Activity list =
[A] According to the blog post, on which wards had the writer been posted?
[B] For each statement, say whether it agrees with the blog post, and quote the words that decide it. (i) The writer's first impression of the posting was pleasant. (ii) At one point the writer thought of giving up. (iii) The patient who inspired the writer was quiet and had few ideas.

Passage provided =
------------
Saturday, September 29, 2012

Brand new of Myself

It had been quite some time that I had not updated my blog. I had been posted at Psychiatry wards for almost half of posting duration.

Initial impression was unpleasant, where I kept believe in what patients say causing me to be in sort of confusion or fear, which most of the time I heard about seeing or hearing unusual voices or figures.

However later on I began to adapt to these situations where I instead listen to patient, but do not allow those words to attach as it is, I tried to figure out what the hidden agenda behind patients' words. The change in approach allows me to overcome previous experience of unnecessary confusion or fear.

By seeing so many psychiatric patients, where they wonder around and seem like so free, sometimes I did admire them in that sense, however reality check told me these sort of so called 'leisure" come with price - lost of "real freedom".

All the while being inflicted with negative happening more than positive kind, I came across my mind of giving up.

However by seeing some so called "insane" patients (no offense), I had came to a thought that I should be grateful for being sane and granted with real freedom: able to travel independently, not institutionized, can go shopping malls, etc.

Especially when I encounter a very "special" patient who really talkative, with lots of ideas, being self proud, excessive "euphoric" state, he himself had gave me inspiration that I have to move on, my life has not come to the end yet. In fact the inspiration I earned from him is as same as quoted by one great psychiatrist: "life is full of mess, just deal with it and move on".

I won't know what will happen in the future, so just see how it goes, and my life goes on.
------------
Data for review =
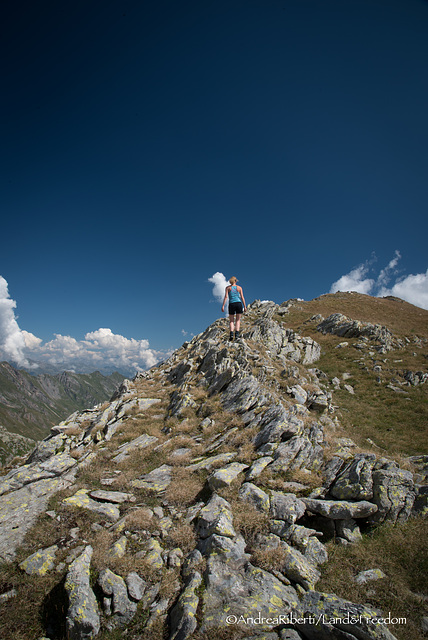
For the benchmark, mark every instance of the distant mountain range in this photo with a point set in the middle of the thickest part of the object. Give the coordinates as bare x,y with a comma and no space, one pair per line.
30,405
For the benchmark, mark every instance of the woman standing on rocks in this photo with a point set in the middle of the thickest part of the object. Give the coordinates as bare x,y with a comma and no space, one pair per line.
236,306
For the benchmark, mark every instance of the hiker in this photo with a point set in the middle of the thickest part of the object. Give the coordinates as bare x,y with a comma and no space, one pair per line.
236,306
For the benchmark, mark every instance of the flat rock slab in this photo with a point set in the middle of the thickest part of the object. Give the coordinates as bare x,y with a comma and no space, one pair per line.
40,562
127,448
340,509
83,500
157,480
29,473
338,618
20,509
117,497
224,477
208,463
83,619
------------
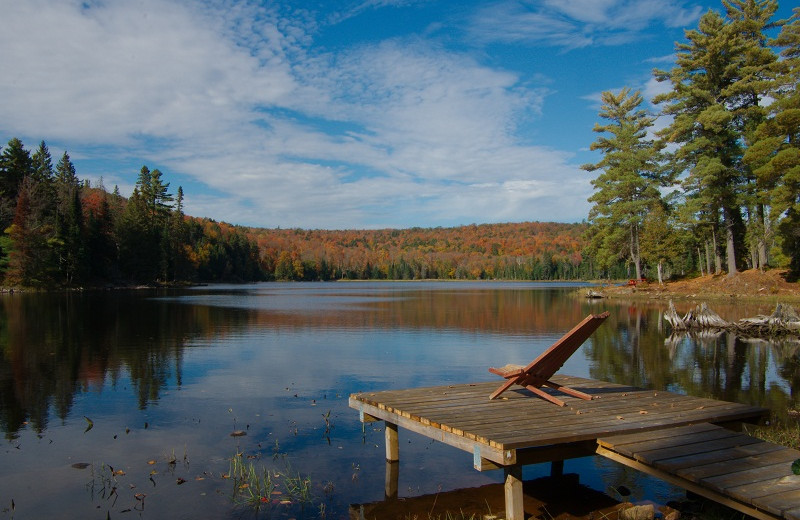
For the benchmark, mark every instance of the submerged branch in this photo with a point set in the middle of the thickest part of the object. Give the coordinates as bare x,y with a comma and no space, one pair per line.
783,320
------------
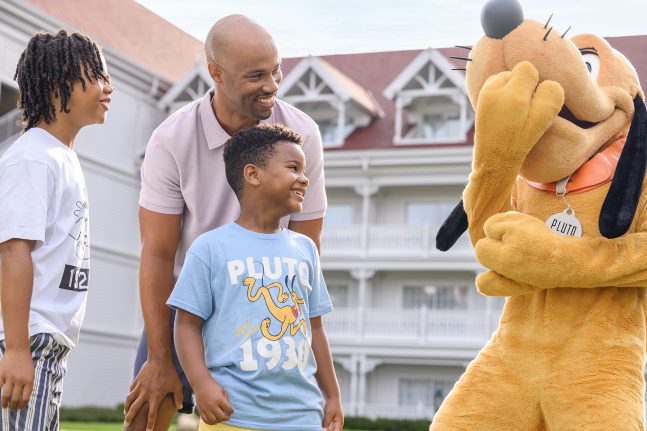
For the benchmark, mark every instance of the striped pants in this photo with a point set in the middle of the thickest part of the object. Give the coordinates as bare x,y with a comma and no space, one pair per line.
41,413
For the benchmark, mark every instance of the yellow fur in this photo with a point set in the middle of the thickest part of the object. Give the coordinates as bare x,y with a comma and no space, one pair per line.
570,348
------------
Outputs for the tasks =
[A] Psychiatry wards, for almost half of the posting duration.

[B]
(i) No: "Initial impression was unpleasant"
(ii) Yes: "I came across my mind of giving up."
(iii) No: "who really talkative, with lots of ideas"